- _What you need to do_:
1. For the comment thread about domestic violence, decide whether each statement agrees with it: (a) hospital staff asked the friend in the first comment about his scars; (b) bobbarber says the article's introduction mentions a debate over whether the photographer should have intervened; (c) the comment from Deleted-pending was edited twice. Answer yes or no for each, and quote the words from the thread that settle it.
2. In the comment thread about domestic violence, what does JDThomas say in reply to the first comment?
3. Carry on the comment thread about domestic violence, starting after its final line.
[Opening Passage shown section]
I had a friend (tall and strong) who got beaten very badly by his wife for years, he had several bruises and was sometimes bleeding too. When he showed up to the hospital for alcoholism developed by anxiety, there was no nurse and no doctor who asked him about his scars. He nearly killed himself with alcool, but thanks to the help of his best friend and family, he divorced and his now healthy and has a great job.
Some women will always act like victims, even if they are wrong, abuse their man or have an affair with another man. Crying and playing the victim is an easy thing to do: many cops or jury will fall in this trap. Men can be reduced to silence because they will take the blame no matter what.

12 upvotes
JDThomas
By JDThomas (Mar 2, 2013)

While this may be true, it's not really relevant to this story.

6 upvotes
bobbarber
By bobbarber (Mar 2, 2013)

@JD

The introduction to this article mentions a debate about whether or not the photographer should have intervened instead of documenting the event.

OP's point is that "people will never believe so." Doesn't that imply that documenting domestic violence is necessary? How is that irrelevant?

2 upvotes
Deleted-pending
By Deleted-pending (Mar 2, 2013)

In answer to JDThomas

why not ? It shows domestic violence associated with men's anger, this is an easy shortcut. Like showing black people are more violent than white people, would that sound normal ? No, but many stupid people believed so and still do so, due to years of discrimination

In Quebec some feminism movement faked domestic violence reports in the since the 80's: they multiplied by 5 times true numbers and added false accusation reports to them too. The government still broadcasts several ads where women are beaten by man, covered with blood.
As a result of those campaigns, many young girls feared men and refused to get married - men were demonized to the point that several groups of woman recently stood up for their cause to recover a fair image and stop discrimination.

This is an actual reality and those shortcuts are purely discriminatory towards men. Why not making an accurate reportage about mixed domestic violence? this would be proper journalism.

Comment edited 4 times, last edit 9 minutes after posting
12 upvotes
plevyadophy
By plevyadophy (Mar 2, 2013)

@FTH
I agree with all of your comments.
One of the most common situation is where a guy and a girl have a row in public and the girl thinks it is fine to slap the guy or poor drink over him, either action carried out by a guy would result in a brawl but a woman gets away with it. I for one have told women that if they act like a man they should expect to get treated like one (especially as, for like a hundred years, women have been running up their gums for equality) , which includes getting punched in the face. I am bored to the point of exasperation with this notion of so called "violence against women", coz in my book, generally speaking (and let me stress the word "generally" for the benefit of the pedantic) there is no such thing as "violence against women", there's just violence against bitches .......... coz ladies don't get hit! (and bitches deserve to be). Period.
[Closing Passage shown section]
[Opening Data extract section]
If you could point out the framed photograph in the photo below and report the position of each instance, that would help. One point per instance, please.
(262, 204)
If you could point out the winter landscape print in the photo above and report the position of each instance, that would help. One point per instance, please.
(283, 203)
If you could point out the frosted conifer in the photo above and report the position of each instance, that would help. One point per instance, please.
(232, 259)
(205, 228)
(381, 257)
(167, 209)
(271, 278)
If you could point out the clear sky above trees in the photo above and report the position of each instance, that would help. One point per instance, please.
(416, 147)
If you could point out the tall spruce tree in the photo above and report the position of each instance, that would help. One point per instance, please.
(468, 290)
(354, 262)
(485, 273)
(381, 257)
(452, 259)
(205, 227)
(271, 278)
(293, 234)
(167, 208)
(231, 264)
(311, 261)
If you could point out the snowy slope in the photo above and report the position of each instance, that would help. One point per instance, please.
[Closing Data extract section]
- _Responses_:
1.
(a) No: "there was no nurse and no doctor who asked him about his scars."
(b) Yes: "The introduction to this article mentions a debate about whether or not the photographer should have intervened instead of documenting the event."
(c) No: "Comment edited 4 times, last edit 9 minutes after posting"

2. JDThomas says, "While this may be true, it's not really relevant to this story."

3.
Comment edited 3 minutes after posting
2 upvotes
JDThomas
By JDThomas (Mar 2, 2013)

Why isn't it relevant? Because you aren't talking about THIS story. You are bringing up some other story about some friend of yours.

You don't even mention that actual story that this article is about. You are just ranting about "women beating on men". This clearly isn't the case in this incident.

1 upvote
Deleted-pending
By Deleted-pending (Mar 2, 2013)

stop playing the protective card will you, just use some common sense and read me : this article links "domestic violence" (title) with a cliche of abusive men (pictures and text) - this stigmatizes men as being uncontrollable violent animals and being the cause of all "domestic violence"
journalism should be about showing both sides of a story, the story, here being "domestic violence" not "a white trash dude who beat his girl for stupid reasons", the title is totally wrong and discriminates men in general !
Now, if you still don't get it, I feel sorry for you because, by blindly covering an wrongly idealistic point of view, you are not helping gender equality.

4 upvotes
Deleted-pending
By Deleted-pending (Mar 2, 2013)

tell me JDThomas, if the title was "street violence and rapist" and the pictures showed angry black man against "civilised" white people - or "mentally ill people" and the pictures were showing a gay pride - how would you react ? This would be disgusting to everyone. But today, men are considered like evil, we are segregated like other minorities a few decades ago due to generalizations - so stop protecting discrimination and sexism !

4 upvotes
atlien991
By atlien991 (Mar 2, 2013)

@FTH, although the violent male meme is cliche, does that mean it is no longer true. Your logic is flawed in this instance.

0 upvotes
Deleted-pending
By Deleted-pending (Mar 3, 2013)

apparently many posters agree with me, so you should review your own flawed cliches.

1 upvote
awb1000
By awb1000 (Mar 2, 2013)

This situation is like being in a war zone - the photographer has nothing to regret about how things went down. Fact is, Shane-O is bum. "Please, Maggie, I love you, don't let them take me..." A truly pathetic excuse for a man. Now that these photos are out there he has nowhere to hide.

1 upvote
ptox
By ptox (Mar 1, 2013)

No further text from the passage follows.